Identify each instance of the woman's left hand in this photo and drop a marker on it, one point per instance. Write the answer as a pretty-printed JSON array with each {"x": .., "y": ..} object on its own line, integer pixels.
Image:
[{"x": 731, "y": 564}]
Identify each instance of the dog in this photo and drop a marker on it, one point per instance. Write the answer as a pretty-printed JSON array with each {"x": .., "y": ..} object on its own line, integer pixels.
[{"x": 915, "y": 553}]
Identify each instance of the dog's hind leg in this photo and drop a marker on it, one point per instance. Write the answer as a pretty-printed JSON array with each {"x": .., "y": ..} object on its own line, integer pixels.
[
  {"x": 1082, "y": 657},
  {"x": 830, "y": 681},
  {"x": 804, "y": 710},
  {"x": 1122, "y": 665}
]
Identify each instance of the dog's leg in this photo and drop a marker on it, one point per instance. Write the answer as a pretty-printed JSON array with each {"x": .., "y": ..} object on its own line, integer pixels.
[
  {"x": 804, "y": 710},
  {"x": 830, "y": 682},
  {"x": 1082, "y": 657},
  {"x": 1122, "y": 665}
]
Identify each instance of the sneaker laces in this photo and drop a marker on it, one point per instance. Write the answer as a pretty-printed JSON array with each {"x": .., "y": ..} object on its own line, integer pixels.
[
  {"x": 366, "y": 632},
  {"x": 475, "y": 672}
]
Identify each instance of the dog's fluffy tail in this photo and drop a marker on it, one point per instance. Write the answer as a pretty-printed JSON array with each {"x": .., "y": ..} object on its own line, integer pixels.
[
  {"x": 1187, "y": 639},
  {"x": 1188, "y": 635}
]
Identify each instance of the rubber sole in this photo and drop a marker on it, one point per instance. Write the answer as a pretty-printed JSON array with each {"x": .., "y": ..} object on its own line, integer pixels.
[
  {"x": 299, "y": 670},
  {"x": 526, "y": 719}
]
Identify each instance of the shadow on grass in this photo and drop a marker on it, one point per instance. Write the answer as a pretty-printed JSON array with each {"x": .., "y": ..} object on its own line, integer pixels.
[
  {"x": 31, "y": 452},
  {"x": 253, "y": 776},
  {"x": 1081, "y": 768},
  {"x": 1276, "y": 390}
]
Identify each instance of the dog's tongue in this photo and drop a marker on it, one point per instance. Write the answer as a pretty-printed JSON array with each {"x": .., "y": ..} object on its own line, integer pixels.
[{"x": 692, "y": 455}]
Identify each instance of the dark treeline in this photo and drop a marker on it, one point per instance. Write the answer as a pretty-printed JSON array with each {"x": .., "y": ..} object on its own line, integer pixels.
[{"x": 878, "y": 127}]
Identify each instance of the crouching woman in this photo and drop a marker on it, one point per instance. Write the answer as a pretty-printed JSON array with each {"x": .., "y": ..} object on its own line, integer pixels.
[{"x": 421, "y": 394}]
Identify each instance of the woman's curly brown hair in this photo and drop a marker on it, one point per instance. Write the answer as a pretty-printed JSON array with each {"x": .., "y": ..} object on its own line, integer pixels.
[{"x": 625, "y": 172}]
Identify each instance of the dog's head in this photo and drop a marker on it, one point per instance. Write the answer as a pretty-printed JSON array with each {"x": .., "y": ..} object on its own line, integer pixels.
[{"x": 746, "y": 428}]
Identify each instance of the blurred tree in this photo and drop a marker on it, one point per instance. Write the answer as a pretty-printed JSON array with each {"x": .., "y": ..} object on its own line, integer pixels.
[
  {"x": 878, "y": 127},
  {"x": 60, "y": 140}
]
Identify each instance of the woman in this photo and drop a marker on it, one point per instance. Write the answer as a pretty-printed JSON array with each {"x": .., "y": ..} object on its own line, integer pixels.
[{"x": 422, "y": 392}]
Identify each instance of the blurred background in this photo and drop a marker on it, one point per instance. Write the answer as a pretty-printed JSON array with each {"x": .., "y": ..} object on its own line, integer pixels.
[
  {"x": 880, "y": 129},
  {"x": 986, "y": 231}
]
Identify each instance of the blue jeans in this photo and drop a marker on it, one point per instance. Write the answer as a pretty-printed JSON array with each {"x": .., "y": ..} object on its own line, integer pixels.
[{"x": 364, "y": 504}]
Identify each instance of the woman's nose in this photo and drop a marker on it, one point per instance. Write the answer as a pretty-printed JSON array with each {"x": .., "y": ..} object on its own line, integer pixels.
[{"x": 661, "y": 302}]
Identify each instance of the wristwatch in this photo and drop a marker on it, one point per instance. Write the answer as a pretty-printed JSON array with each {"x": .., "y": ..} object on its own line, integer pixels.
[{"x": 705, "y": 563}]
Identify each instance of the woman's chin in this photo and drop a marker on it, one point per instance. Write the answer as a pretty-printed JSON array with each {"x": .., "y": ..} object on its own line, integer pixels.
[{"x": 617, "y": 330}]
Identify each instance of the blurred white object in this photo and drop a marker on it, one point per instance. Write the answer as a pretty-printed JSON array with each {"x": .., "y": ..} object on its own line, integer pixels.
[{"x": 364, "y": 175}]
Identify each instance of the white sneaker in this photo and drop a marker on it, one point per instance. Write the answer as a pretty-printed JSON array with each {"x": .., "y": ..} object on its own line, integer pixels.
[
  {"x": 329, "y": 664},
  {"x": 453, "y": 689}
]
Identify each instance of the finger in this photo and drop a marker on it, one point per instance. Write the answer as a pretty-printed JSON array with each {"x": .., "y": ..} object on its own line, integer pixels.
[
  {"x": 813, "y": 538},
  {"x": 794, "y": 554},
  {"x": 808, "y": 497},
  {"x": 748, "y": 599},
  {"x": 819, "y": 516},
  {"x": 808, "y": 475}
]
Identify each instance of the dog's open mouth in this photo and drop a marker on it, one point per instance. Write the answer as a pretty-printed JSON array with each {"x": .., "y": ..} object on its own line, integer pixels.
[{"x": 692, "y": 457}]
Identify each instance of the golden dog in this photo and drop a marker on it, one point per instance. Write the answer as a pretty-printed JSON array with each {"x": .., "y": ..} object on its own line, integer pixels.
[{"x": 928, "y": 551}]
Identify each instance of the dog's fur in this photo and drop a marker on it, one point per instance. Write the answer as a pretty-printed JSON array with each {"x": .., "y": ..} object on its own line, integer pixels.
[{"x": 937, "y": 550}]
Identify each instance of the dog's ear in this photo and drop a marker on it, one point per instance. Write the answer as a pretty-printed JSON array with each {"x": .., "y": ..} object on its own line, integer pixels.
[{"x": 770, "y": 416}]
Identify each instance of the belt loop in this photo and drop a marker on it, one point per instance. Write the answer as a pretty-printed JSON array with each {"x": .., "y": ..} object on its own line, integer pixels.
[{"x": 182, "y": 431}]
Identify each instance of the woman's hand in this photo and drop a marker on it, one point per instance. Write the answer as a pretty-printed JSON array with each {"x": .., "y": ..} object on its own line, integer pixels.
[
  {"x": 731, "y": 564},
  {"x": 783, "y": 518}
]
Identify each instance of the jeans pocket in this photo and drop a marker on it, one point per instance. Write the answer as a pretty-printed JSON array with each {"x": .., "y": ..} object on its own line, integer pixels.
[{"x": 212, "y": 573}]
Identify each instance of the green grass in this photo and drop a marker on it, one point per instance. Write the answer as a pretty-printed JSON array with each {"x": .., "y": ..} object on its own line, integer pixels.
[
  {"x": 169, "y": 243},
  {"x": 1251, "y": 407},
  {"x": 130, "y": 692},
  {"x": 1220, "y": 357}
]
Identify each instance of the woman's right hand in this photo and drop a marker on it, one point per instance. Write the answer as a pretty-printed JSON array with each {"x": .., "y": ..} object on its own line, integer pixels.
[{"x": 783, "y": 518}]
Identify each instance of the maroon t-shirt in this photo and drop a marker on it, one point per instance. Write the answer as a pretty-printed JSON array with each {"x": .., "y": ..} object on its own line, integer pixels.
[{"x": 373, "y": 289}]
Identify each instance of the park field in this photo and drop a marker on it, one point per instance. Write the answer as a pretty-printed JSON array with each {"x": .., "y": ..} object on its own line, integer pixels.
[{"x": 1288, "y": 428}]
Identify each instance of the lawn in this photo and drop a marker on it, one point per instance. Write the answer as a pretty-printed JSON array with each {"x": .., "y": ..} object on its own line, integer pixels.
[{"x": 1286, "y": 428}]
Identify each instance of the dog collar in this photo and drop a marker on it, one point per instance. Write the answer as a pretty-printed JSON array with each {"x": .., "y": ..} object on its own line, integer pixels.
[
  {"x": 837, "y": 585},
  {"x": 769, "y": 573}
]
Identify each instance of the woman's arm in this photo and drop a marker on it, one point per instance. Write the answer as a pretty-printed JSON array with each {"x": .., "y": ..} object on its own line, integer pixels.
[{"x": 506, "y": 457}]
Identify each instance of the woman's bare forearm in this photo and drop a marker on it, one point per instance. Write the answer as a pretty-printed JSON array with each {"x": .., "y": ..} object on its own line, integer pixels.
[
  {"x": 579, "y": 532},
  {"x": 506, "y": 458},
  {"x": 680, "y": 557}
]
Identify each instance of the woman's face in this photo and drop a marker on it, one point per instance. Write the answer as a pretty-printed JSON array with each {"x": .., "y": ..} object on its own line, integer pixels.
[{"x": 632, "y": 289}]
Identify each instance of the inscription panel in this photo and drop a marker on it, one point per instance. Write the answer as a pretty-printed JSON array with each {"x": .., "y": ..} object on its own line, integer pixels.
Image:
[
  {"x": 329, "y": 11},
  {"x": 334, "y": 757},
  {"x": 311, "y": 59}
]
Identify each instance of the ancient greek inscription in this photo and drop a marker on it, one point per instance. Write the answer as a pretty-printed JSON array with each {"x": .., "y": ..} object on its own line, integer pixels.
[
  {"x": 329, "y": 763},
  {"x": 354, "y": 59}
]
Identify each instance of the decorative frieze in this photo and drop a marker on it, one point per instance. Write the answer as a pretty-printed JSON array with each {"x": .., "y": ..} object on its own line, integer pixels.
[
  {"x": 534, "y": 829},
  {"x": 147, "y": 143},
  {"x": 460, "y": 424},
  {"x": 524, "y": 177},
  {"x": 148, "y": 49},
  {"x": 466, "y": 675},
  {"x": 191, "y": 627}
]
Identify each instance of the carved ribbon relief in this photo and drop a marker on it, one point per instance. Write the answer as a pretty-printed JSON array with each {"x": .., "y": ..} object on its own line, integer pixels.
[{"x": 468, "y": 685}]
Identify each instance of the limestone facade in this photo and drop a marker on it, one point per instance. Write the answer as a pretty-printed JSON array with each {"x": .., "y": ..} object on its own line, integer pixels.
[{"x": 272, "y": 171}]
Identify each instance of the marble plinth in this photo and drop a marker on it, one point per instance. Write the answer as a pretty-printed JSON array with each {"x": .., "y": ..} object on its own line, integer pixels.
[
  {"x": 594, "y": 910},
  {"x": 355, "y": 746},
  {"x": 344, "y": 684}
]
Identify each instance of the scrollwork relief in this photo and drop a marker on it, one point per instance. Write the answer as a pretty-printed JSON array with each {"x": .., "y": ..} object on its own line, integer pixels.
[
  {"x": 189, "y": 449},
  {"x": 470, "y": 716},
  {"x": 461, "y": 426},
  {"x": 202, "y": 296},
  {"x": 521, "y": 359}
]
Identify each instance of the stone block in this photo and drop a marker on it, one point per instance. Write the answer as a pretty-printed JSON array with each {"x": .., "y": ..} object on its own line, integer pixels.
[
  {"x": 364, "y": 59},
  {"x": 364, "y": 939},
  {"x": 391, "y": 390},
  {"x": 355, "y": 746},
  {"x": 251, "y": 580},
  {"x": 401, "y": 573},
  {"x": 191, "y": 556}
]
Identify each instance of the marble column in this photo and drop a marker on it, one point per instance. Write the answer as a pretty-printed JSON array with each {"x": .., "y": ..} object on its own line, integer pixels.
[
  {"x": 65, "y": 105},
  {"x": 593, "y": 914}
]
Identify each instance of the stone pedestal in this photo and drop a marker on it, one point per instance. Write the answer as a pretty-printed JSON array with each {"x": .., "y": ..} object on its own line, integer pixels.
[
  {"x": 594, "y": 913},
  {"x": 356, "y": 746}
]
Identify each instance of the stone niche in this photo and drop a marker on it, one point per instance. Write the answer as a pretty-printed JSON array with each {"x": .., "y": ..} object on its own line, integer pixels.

* * * *

— What is expected —
Can you output everything from the line containing "Identify each instance of the stone pedestal" down to the last line of the items above as a numbered list, leaving out any blank lines?

— Answer to this exercise —
1. Identify each instance of the stone pedestal in this photo and drop a marker on it, one point per instance. Write the answer as a pretty-printed JSON array with each {"x": .., "y": ..} object on its own line, integer pixels.
2. [
3.   {"x": 594, "y": 913},
4.   {"x": 356, "y": 746}
5. ]
6. Identify each instance of the stone niche in this photo and drop a marker on it, one point per instance. Write the answer as a pretty-printed JSON array with each {"x": .., "y": ..} object on its own line, integer pixels.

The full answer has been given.